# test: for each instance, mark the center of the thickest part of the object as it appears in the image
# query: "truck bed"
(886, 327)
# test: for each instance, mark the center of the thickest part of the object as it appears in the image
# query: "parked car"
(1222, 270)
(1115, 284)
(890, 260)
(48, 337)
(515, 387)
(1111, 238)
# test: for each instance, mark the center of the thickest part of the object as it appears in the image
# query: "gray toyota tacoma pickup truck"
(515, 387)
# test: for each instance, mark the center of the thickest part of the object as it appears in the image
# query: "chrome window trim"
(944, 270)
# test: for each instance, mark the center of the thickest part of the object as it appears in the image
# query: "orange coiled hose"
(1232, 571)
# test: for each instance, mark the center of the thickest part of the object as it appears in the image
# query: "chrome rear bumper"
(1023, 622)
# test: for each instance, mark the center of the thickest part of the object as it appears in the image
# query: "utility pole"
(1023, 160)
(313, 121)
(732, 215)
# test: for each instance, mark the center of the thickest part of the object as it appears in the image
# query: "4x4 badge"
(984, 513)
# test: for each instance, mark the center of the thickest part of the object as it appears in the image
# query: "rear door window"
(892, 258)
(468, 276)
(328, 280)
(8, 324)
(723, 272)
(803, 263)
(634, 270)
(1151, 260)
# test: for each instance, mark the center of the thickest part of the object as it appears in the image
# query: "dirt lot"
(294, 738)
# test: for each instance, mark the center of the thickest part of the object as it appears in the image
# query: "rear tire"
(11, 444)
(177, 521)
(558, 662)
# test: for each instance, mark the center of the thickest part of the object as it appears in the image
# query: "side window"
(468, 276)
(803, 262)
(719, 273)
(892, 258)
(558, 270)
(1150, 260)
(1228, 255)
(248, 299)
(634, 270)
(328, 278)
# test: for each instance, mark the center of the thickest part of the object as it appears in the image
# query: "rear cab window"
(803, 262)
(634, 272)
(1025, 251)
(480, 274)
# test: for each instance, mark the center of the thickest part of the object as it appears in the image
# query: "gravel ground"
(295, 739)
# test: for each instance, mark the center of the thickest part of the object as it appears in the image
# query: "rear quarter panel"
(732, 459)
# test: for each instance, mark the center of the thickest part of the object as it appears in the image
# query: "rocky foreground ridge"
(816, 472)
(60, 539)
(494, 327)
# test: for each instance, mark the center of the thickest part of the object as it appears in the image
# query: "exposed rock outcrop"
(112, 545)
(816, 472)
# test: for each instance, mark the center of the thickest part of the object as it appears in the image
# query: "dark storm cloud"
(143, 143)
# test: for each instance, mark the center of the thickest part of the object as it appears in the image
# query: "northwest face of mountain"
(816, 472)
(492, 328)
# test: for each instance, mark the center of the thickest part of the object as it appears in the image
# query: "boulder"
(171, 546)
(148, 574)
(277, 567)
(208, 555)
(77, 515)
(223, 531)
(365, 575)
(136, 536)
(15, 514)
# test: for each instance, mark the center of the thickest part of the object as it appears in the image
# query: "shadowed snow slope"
+ + + + + + +
Retype the data in full and match it exactly.

# test: for each instance, mark the center of the thickest part of the object as it appears in the image
# query: "truck bed"
(886, 327)
# test: for each instance, mark the center of the thickest part of the object as it appears in the image
# query: "parked car"
(1222, 270)
(1115, 284)
(890, 260)
(48, 337)
(515, 387)
(1111, 238)
# test: for each instance, mark the center of the thickest part of the object as it appears in the image
# query: "gray toyota tacoma pickup truck"
(515, 387)
# test: for each instance, mark the center of the thickest part of the object as it appears in the image
# query: "chrome window trim"
(944, 270)
# test: for each instance, mark the center of the thickest part of the object as it appears in the image
# query: "orange coiled hose"
(1232, 571)
# test: for each instance, mark the center of the thickest part of the object as it appears in the image
# query: "chrome rear bumper"
(1023, 622)
# test: for each instance, mark the center of the thickest part of the object as it appears in the image
# query: "utility pole"
(1023, 160)
(313, 121)
(732, 215)
# test: for each instance, mark the center of the thickest part of the object as it appears in the image
# query: "4x4 badge"
(984, 513)
# test: for each instance, mark the center of the thickest part of the object as it appears in the image
# query: "rear door window"
(892, 258)
(468, 276)
(328, 280)
(8, 324)
(723, 272)
(803, 263)
(634, 270)
(1151, 260)
# test: for each instance, mark the center of the thickest part of the object as it appears in the image
# query: "dirt lot"
(294, 738)
# test: for each instance, mark the center of the thickest part of the object as it appears in the image
# query: "rear tire"
(11, 444)
(177, 521)
(558, 662)
# test: for each instance, mark the center of the thickest part of the object as it appears in the image
# query: "side window"
(468, 276)
(803, 262)
(719, 273)
(892, 258)
(558, 270)
(1150, 260)
(1228, 255)
(248, 299)
(634, 270)
(328, 278)
# test: for each instance, mark the center of the thickest part of the object as it appears in the image
# query: "rear cab window"
(803, 262)
(634, 272)
(1025, 251)
(480, 274)
# test: for each instance, mark the center of the thickest part of the object as it appears in the image
# query: "gravel ground"
(295, 739)
# test: for each instance, mark the center of the thickest part of the object as it appears in the image
# query: "rear quarter panel"
(732, 459)
# test: for each instance, mark the center of the thickest part of the object as it appears in the image
# query: "rocky foreground ridge"
(816, 472)
(60, 539)
(494, 327)
# test: for each instance, mark the center of the thickest part of the object as it appears in the image
# query: "exposed rock outcrop"
(112, 545)
(816, 472)
# test: for each instance, mark the center of the thickest part of the object as it appears in the image
# query: "dark storm cloud"
(143, 143)
# test: for each instance, mark the center of the thickest part of the object as it appears in the image
# query: "northwest face of mountain"
(816, 472)
(492, 328)
# test: for each instance, mark the center of the thickest part of the object as it appears in the image
# query: "boulder"
(171, 546)
(148, 574)
(277, 567)
(208, 555)
(77, 515)
(223, 531)
(365, 575)
(136, 536)
(15, 514)
# test: for each instance, mark the center of the thickest part of the object as it appears in the image
# query: "shadowed snow slope"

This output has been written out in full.